Posted on April 15, 2008 at 8:00 am

B+
Lowest Recommended Age: Mature High Schooler
MPAA Rating: Rated PG-13 for mature thematic material, sexual content and language.
Profanity: Strong language
Alcohol/ Drugs: None
Violence/ Scariness: Sad and tense confrontations
Diversity Issues: None
Date Released to Theaters: December 5, 2007
Date Released to DVD: April 15, 2008
Amazon.com ASIN: B000YABYLA

Juno%20poster.jpg
It’s time for the q-word again. Every year, it seems, there is some audience-favorite-quirky-little-indy — that category is now a genre of its own, like thriller and romantic comedy. 2006’s Little Miss Sunshine was called “this year’s Napoleon Dynamite. And in 2007, ever since it premiered at the Toronto International Film Festival, “Juno” has been called this year’s Little Miss Sunshine. All three films are modest little independent films, though the two most recent have, if not A-list superstars, certainly established A-list actors. All three are small stories about people who are not glossy, air-brushed, homogenized, safe, and stories that are not formulaic or easily classified. The movies are filled with telling details and some intriguing messiness in character and plot. Hollywood’s word for this is “quirky.” When it’s done right, it is endearing, engaging, and unforgettable, filled with people we want in our lives.

######

EXERCISE OBJECTIVE: Quote the Juno review starting at "Posted on April" and ending at "content and language.".

######

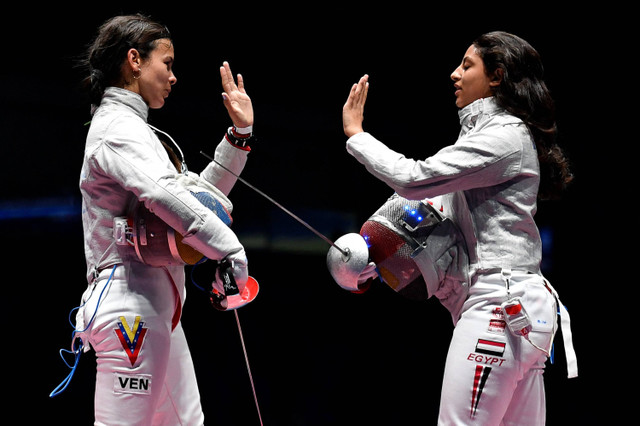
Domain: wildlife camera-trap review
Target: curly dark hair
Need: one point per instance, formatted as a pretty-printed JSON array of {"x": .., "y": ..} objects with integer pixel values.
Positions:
[
  {"x": 524, "y": 94},
  {"x": 108, "y": 51}
]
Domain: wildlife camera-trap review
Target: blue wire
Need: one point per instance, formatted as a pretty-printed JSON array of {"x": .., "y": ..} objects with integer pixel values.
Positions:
[{"x": 77, "y": 351}]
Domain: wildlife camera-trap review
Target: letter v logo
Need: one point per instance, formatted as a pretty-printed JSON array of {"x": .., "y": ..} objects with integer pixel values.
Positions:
[{"x": 131, "y": 337}]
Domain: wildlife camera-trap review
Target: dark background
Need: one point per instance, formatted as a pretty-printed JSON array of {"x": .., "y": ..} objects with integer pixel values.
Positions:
[{"x": 319, "y": 355}]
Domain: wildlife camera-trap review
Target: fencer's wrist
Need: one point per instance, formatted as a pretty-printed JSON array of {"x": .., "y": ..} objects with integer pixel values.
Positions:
[
  {"x": 239, "y": 137},
  {"x": 243, "y": 130}
]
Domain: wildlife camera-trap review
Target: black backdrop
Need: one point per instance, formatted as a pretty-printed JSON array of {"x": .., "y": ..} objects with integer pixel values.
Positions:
[{"x": 319, "y": 355}]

######

THE ANSWER:
Posted on April 15, 2008 at 8:00 am

B+
Lowest Recommended Age: Mature High Schooler
MPAA Rating: Rated PG-13 for mature thematic material, sexual content and language.